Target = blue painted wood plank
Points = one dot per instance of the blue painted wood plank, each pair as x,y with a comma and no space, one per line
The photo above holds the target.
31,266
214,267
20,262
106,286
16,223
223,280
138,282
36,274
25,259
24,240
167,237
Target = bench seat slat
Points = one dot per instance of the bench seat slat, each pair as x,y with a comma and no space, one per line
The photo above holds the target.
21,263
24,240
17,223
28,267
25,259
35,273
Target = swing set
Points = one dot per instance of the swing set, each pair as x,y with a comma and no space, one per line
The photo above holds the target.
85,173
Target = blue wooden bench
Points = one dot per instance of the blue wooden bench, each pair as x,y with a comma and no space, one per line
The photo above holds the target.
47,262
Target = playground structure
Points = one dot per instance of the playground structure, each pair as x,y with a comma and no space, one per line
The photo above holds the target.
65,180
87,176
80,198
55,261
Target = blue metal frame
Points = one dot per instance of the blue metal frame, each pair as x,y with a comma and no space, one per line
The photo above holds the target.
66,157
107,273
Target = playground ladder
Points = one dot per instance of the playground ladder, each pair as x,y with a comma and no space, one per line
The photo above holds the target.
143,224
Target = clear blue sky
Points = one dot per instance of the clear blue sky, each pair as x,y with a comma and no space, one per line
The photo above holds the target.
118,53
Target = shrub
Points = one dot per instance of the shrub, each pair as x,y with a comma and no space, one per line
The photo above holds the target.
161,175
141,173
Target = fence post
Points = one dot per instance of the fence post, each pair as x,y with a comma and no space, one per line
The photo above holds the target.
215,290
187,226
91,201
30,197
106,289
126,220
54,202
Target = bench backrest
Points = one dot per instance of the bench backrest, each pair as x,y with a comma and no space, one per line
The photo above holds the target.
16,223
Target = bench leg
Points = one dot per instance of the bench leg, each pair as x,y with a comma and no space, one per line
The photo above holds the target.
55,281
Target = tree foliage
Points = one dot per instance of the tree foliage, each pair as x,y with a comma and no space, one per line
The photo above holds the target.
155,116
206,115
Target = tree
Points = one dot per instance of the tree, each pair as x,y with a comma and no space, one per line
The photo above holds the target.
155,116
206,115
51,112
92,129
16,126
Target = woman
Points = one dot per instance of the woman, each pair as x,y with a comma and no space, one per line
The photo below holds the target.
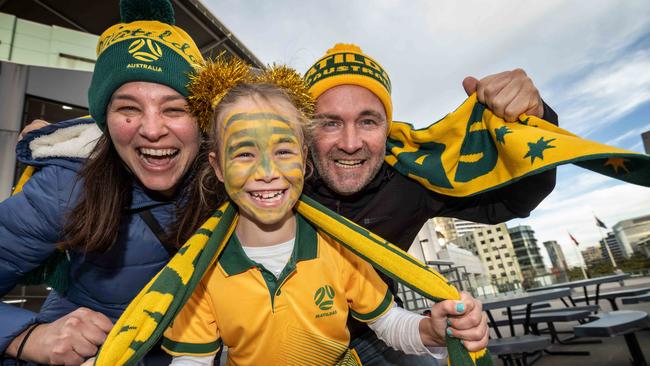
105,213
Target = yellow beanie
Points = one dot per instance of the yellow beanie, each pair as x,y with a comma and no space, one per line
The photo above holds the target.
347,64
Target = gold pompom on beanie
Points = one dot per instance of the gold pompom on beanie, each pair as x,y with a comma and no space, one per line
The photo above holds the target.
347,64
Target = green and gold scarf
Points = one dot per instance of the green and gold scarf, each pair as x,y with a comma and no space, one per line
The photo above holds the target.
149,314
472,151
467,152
************
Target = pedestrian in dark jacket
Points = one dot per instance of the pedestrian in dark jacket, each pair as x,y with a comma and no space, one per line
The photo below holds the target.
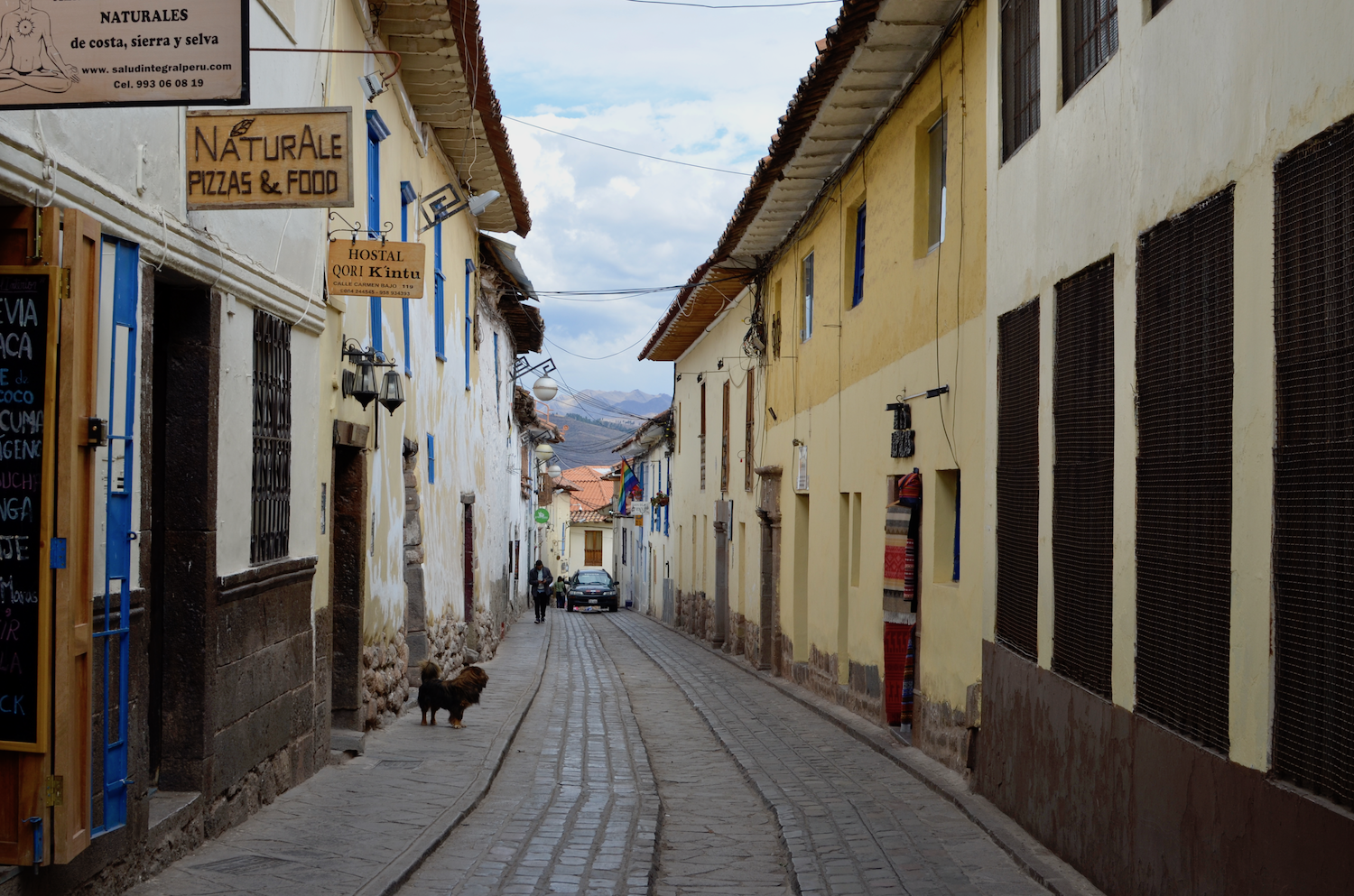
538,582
************
(Stated problem): Find every line in the records above that contains the word "seat", and copy each of those lines out in full.

(The output):
Target = bench seat slat
Points = one dot per instance of the bench seat slat, each pair as x,y with a comma and no space, one per line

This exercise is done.